Danish health authorities reported 94 imported malaria cases in 2017, a number roughly on a par with the level recorded in the past few years–about 100 cases per year.

Mature Plasmodium vivax schizont/CDC
Mature Plasmodium vivax schizont/CDC

Compared with 2014, 2015 and 2016, the year 2017 recorded a lower occurrence of vivax malaria among refugees arriving to Denmark from Eritrea/Ethiopia. The same trend has been observed in other Northern European countries.

However, they warn there is still a need to be attentive to vivax malaria in persons from Eritrea, particularly in children. In some cases, vivax malaria presents as a mild subclinical infection, which may even not present until several months after a stay in a risk area.

It is conceivable that some of the patients who have arrived from Eritrea may already have received malaria treatment previously in their disease course in the form of a schizonticidal drug (e.g., artemether/lumefantrine or atovaquon/proguanil). They have therefore recovered temporarily, but vivax malaria recurs in these patients due to lacking radical treatment with primaquine, as was observed in several cases in Denmark in the course of 2017.

In contrast to the decline in vivax malaria cases among Eritrean refugees, 2017 has recorded a slight increase in the number of malaria cases from Africa caused by Plasmodium falciparum and Plasmodium ovale.

The 2017 figures thus confirm that for common travellers, the risk of malaria is mainly the risk of serious falciparum malaria in Africa, whereas the risk of malaria outside of Africa is very limited and mainly due to vivax malaria. Immigrants and their children who visit their countries of origin generally constitute the main risk group, as these persons typically stay for longer periods of time with their families, sometimes in areas with a considerable local risk of malaria.

As in previous years, 2017 recorded a relatively high number of malaria cases from the following three countries: Afghanistan, Pakistan and India. In contrast, no malaria cases were seen among travellers returning from the remaining parts of Asia, including the majority of South-east Asia, despite the large number of Danish tourist travellers to several of these countries. Furthermore, only a single case of malaria was observed in a traveller returning from Central America, where the risk of becoming infected with malaria as a traveller should therefore be considered low.
......
Revise the malaria report between "However, they warn" and "course of 2017.", inclusive, replacing "primaquine" with "tafenoquine". None of the entries is needed here.

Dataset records
......
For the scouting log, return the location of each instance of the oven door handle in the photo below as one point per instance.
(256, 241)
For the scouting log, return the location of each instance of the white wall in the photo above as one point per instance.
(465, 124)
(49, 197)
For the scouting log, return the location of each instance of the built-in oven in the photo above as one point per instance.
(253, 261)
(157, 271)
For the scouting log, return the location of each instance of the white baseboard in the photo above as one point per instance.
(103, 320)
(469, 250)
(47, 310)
......
Task solution
However, they warn there is still a need to be attentive to vivax malaria in persons from Eritrea, particularly in children. In some cases, vivax malaria presents as a mild subclinical infection, which may even not present until several months after a stay in a risk area.

It is conceivable that some of the patients who have arrived from Eritrea may already have received malaria treatment previously in their disease course in the form of a schizonticidal drug (e.g., artemether/lumefantrine or atovaquon/proguanil). They have therefore recovered temporarily, but vivax malaria recurs in these patients due to lacking radical treatment with tafenoquine, as was observed in several cases in Denmark in the course of 2017.